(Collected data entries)
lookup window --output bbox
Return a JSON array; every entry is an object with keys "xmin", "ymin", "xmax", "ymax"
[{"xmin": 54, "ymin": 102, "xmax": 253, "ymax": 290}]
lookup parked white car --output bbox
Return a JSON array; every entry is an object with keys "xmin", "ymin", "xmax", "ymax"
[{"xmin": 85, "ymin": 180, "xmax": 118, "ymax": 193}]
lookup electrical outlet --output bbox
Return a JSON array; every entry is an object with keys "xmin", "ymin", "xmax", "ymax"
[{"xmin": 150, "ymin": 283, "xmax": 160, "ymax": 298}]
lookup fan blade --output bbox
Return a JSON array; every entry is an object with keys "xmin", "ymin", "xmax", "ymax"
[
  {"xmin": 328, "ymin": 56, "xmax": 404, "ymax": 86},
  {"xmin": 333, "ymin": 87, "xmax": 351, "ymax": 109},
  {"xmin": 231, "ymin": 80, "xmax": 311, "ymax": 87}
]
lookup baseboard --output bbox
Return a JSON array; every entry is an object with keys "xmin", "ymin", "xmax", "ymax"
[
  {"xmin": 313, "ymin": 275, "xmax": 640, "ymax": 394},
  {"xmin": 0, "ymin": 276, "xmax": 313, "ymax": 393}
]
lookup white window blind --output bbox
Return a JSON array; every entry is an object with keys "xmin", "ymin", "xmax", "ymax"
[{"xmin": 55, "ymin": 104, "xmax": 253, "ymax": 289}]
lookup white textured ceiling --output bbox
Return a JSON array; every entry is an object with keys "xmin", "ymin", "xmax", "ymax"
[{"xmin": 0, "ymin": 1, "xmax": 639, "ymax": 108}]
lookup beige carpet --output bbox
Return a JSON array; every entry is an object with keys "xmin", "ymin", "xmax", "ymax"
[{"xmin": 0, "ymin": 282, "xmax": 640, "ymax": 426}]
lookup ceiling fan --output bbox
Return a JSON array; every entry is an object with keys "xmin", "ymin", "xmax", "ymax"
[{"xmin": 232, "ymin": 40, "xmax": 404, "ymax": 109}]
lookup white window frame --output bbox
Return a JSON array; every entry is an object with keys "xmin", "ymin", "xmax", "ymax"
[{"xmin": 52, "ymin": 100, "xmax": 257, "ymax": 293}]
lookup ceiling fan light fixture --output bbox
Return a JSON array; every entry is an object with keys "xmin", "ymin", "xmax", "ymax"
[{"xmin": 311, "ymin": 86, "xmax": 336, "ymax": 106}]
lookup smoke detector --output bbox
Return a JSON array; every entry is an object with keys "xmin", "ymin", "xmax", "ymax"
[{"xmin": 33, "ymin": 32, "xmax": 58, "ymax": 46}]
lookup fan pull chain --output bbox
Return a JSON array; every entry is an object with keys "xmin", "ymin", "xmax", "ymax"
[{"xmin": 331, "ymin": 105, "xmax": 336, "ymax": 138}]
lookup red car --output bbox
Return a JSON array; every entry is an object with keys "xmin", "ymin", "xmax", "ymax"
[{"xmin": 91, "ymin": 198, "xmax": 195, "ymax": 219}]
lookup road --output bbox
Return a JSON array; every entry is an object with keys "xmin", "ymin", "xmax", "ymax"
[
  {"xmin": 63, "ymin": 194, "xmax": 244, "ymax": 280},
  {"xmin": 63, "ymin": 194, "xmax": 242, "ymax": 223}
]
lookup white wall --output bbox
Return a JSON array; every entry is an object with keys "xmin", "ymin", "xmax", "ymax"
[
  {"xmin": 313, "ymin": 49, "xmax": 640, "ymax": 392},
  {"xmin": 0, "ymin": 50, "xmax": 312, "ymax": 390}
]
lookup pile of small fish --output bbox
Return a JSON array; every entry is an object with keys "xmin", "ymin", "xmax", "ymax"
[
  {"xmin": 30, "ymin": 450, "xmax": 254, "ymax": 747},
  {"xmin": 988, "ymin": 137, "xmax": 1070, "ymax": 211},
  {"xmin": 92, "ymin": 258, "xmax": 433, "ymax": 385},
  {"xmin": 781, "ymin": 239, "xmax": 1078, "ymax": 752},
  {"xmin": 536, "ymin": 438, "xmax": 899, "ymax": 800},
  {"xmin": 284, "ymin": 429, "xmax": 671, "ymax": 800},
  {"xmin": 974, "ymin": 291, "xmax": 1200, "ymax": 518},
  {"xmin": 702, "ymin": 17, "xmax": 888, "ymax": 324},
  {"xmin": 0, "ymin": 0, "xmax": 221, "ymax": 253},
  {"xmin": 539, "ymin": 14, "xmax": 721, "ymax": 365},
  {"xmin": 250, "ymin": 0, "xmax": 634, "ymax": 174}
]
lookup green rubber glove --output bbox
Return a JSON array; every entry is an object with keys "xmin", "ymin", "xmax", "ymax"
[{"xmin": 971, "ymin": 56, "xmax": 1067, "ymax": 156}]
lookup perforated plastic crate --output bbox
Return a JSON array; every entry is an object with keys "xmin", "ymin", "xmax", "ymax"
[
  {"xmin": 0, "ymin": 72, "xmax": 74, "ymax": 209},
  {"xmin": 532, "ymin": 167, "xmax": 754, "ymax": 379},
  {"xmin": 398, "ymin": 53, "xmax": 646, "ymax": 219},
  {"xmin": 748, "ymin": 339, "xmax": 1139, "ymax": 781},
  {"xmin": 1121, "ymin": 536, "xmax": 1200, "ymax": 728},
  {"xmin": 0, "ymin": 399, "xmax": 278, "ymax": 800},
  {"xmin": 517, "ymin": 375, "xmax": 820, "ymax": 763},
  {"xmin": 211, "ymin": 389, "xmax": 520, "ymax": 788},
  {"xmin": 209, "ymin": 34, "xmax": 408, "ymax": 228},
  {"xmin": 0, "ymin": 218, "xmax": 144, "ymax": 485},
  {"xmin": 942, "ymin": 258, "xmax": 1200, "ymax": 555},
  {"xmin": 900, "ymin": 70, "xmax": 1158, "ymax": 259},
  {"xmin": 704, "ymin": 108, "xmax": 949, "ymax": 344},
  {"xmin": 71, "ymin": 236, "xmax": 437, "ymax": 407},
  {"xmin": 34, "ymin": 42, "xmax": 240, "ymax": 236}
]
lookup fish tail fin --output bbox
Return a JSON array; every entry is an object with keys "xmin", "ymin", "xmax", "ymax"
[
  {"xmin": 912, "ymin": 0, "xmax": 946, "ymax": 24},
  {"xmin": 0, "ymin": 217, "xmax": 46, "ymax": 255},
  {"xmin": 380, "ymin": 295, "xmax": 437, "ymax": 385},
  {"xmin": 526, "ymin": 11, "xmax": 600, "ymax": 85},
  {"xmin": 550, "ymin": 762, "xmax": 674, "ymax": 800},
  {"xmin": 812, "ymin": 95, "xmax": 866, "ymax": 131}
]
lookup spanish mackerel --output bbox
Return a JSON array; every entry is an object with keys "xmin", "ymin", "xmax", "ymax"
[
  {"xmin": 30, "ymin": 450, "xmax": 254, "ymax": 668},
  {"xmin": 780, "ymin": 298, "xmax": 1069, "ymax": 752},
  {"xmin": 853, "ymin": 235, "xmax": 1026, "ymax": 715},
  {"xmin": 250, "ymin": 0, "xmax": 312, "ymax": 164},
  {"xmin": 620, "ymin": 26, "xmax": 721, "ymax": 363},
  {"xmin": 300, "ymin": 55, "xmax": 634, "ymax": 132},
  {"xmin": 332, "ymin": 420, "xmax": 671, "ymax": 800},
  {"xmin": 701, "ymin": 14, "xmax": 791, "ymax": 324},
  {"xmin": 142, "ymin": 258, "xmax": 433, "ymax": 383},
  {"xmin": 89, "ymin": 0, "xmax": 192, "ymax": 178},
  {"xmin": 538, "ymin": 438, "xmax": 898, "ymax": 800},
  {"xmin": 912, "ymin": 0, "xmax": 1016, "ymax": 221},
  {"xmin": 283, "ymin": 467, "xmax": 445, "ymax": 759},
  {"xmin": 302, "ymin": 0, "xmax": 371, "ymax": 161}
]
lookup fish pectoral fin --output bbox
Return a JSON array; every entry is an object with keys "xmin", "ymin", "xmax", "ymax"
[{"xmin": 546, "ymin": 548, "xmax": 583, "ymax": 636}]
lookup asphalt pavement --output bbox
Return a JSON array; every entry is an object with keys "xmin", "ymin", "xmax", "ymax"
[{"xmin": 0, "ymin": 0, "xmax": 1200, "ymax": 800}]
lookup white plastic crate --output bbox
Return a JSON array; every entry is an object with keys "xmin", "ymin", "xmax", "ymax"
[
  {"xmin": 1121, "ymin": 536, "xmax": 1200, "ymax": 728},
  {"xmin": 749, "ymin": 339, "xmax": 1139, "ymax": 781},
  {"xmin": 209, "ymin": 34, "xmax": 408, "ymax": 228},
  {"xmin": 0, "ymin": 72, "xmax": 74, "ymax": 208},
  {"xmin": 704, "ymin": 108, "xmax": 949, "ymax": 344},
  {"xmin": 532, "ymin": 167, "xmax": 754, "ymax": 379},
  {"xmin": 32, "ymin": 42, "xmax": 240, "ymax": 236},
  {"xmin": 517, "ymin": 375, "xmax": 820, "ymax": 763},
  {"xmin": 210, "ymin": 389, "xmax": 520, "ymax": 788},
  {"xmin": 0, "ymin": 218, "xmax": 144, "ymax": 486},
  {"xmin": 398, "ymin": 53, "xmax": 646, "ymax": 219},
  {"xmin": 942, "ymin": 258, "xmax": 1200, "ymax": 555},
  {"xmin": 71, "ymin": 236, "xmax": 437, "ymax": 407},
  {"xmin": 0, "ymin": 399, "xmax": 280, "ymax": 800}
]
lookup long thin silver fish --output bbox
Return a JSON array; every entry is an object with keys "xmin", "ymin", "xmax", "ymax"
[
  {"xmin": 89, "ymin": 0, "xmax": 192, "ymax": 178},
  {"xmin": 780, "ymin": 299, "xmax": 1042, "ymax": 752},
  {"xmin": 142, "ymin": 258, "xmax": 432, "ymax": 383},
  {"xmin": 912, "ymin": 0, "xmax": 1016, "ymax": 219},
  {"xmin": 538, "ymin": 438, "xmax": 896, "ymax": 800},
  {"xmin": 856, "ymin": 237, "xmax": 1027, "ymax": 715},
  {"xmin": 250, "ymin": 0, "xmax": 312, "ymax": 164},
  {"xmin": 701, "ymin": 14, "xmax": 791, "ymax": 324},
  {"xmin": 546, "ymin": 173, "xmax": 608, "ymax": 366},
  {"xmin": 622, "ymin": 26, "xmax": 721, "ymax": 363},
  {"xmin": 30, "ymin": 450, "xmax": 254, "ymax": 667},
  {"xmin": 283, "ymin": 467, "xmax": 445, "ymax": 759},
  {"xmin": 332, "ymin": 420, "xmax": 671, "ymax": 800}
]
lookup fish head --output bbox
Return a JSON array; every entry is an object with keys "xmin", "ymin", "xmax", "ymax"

GIVEN TASK:
Which lines in the data above contain the word "white"? Identify each one and copy it out in full.

ANSWER:
lookup parked white car --output bbox
lookup white window blind --output bbox
lookup white textured ceiling --output bbox
lookup white window frame --output bbox
lookup white wall --output bbox
lookup white plastic crate --output bbox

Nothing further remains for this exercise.